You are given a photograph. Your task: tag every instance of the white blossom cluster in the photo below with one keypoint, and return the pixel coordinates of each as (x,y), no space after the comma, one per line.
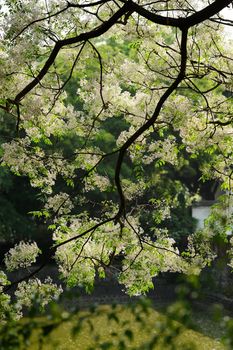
(22,255)
(35,291)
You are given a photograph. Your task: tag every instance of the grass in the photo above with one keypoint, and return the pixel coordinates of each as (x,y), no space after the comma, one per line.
(135,327)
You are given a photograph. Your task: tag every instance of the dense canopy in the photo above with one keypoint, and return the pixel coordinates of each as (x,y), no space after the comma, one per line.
(104,107)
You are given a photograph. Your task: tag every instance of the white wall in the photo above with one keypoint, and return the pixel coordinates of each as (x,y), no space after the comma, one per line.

◇ ◇ ◇ ◇ ◇

Nothing but the lines from the one with "of the dense" through the last line of the data should appear; print them exactly.

* **ANSWER BELOW**:
You are given a photograph. Your task: tag every instance of the dense canopy in the photo above with one keypoint, and return the pixel coordinates of each as (x,y), no space after the comma, one per line.
(104,107)
You are given a photograph. Your task: tag every instance of the white wall in the photo above with one keypoint, and return the pixel coordinates of each as (x,y), no space after the comma, one per line.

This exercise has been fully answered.